Reproduce everything from the line containing "of the small" down to the end of the material below, substituting "rain gutter" for "drainpipe" and changing nothing else. Leave the pictures out of your answer.

* _Records provided_

····················

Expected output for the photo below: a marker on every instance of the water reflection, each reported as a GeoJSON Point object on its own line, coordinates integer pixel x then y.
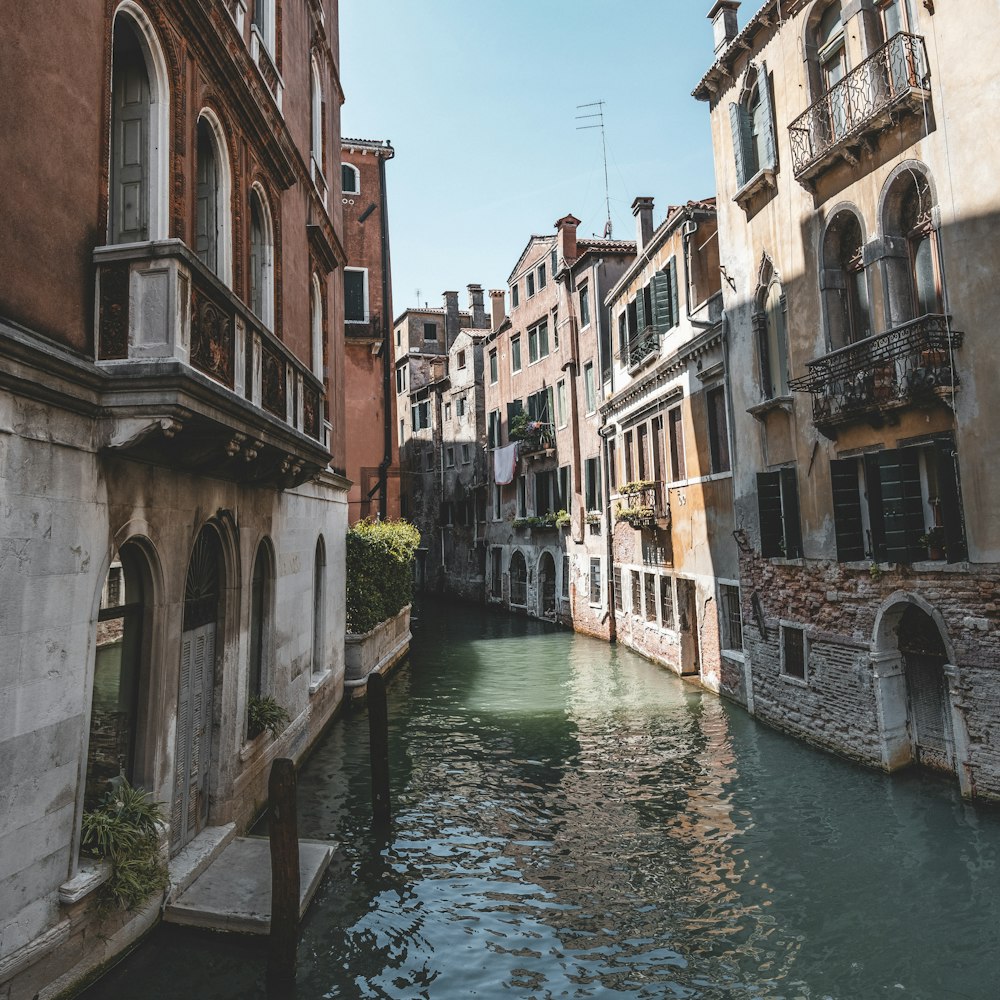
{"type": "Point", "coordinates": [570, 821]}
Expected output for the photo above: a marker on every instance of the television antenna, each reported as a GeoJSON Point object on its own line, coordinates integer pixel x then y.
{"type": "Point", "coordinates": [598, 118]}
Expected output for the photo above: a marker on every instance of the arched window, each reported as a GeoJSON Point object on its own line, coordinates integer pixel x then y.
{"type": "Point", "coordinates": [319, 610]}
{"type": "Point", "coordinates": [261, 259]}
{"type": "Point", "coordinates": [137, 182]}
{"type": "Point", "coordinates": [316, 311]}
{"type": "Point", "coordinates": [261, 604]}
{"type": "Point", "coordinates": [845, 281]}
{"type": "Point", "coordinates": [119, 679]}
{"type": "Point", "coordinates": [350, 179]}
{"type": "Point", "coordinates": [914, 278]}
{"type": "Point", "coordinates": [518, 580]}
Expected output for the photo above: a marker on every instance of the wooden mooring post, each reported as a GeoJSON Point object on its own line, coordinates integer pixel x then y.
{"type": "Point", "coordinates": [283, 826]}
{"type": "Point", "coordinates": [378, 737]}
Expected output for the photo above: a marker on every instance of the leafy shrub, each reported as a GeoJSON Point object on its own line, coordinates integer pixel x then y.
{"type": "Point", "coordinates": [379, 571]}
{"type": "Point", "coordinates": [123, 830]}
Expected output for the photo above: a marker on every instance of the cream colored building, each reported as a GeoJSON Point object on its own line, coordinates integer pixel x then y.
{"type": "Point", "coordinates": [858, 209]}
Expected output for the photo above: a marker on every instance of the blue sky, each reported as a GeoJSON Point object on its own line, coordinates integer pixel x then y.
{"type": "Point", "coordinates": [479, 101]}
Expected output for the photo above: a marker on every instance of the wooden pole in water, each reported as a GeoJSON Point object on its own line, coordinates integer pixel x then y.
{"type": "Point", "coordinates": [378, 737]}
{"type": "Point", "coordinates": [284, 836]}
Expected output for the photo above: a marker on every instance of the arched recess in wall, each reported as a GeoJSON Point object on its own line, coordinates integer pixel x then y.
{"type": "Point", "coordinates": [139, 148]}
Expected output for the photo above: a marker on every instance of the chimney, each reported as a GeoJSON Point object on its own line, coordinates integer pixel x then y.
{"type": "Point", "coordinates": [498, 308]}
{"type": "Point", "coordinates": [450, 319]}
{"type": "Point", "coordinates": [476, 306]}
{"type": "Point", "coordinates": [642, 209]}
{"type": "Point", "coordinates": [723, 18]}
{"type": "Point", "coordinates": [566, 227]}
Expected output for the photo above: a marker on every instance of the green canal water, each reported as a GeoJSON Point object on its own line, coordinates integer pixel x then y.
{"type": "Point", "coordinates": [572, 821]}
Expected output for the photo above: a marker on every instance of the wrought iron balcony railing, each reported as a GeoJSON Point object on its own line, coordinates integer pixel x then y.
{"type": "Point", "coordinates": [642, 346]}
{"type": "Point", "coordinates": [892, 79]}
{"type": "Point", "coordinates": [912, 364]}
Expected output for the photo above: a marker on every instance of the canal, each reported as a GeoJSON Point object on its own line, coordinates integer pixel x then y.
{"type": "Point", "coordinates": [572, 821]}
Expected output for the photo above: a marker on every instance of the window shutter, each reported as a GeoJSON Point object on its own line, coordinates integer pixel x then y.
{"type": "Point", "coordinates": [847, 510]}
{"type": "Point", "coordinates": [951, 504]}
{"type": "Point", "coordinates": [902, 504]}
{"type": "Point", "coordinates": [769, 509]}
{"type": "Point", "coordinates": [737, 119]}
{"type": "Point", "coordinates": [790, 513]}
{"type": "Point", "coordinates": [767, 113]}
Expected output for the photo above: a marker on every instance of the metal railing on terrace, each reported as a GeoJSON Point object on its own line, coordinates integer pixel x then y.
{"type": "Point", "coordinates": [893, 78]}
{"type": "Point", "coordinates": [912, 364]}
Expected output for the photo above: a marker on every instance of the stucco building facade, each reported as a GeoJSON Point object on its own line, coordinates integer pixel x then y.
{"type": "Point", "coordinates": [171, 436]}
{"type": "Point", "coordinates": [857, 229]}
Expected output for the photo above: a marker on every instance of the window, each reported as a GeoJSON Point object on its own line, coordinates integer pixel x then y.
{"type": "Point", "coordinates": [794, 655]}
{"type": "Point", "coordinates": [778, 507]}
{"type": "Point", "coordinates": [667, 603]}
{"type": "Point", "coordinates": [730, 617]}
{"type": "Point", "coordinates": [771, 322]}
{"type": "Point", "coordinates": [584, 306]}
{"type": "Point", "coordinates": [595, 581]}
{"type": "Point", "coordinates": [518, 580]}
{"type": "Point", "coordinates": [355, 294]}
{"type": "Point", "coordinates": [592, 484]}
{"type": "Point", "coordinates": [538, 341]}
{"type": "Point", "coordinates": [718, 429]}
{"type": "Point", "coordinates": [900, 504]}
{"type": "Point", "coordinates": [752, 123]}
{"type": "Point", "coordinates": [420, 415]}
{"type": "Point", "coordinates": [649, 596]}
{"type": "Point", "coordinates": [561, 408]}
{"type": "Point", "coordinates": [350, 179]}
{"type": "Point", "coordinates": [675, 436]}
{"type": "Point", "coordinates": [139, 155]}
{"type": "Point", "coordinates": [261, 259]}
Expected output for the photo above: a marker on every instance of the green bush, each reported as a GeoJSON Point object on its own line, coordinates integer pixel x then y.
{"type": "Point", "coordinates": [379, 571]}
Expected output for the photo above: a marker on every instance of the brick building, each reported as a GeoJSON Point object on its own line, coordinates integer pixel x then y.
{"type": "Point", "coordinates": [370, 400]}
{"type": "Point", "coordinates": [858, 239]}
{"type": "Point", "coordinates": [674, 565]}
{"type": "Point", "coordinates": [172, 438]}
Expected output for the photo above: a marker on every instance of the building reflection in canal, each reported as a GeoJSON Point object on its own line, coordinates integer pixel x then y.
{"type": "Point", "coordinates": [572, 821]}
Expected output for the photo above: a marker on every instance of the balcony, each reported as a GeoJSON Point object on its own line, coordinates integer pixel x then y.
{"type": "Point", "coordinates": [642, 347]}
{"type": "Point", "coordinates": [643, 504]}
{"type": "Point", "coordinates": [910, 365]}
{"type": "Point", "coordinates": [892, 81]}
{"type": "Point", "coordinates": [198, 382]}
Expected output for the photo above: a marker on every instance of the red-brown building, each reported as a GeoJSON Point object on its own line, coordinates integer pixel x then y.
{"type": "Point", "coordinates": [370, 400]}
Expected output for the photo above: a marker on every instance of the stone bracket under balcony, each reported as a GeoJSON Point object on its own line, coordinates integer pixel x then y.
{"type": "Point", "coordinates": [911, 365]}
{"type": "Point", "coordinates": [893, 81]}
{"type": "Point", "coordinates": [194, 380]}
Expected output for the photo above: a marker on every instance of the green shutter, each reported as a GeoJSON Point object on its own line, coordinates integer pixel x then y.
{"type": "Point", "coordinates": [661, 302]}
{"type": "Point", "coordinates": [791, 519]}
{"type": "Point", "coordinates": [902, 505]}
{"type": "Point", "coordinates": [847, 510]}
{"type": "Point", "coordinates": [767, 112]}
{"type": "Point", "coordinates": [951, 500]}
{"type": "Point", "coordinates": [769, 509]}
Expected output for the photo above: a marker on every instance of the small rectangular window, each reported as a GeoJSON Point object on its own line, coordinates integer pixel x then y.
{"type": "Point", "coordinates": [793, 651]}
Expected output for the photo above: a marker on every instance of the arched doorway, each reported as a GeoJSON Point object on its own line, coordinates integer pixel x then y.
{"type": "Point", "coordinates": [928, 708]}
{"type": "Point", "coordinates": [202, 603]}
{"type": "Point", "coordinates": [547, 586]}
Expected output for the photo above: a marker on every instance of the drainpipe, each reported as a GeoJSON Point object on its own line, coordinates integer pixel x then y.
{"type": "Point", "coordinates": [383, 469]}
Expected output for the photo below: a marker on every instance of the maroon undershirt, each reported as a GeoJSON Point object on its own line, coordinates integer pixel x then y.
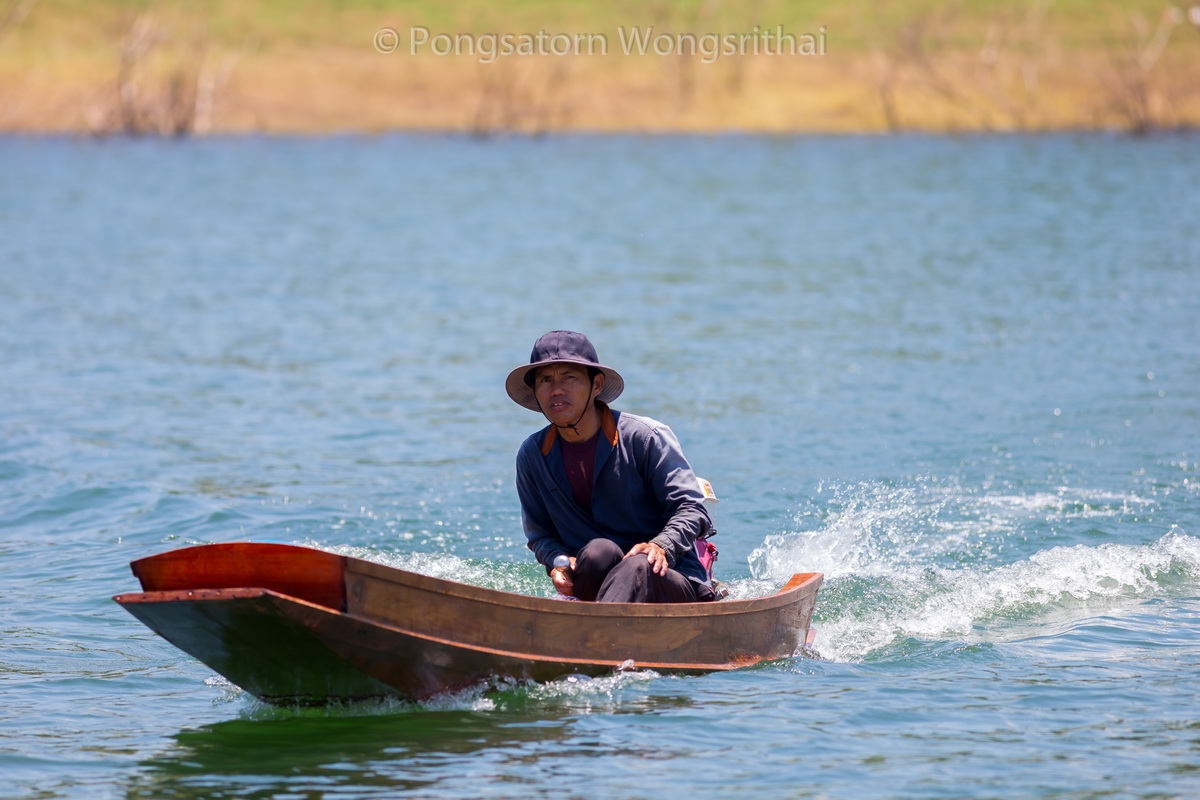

····················

* _Response to the task_
Expected output for the photo above: a marker on every instance of the small rectangular window, each reported as a GeoJSON Point object on its own line, coordinates integer pixel x then y.
{"type": "Point", "coordinates": [793, 651]}
Expected output for the photo above: a marker on every instance of the arched doorway, each reported as a GeoJSON Point object on its own line, coordinates integer pixel x then y.
{"type": "Point", "coordinates": [928, 708]}
{"type": "Point", "coordinates": [202, 603]}
{"type": "Point", "coordinates": [547, 586]}
Expected output for the photo above: a marker on every instance of the rain gutter, each reported as a GeoJSON Point object on its own line, coordinates integer pixel x then y.
{"type": "Point", "coordinates": [383, 469]}
Expected output for the photo below: a marker on every instance of the maroon undershirt, each reported as a GeoJSON Point object on its own line, coordinates integer pixel x then y.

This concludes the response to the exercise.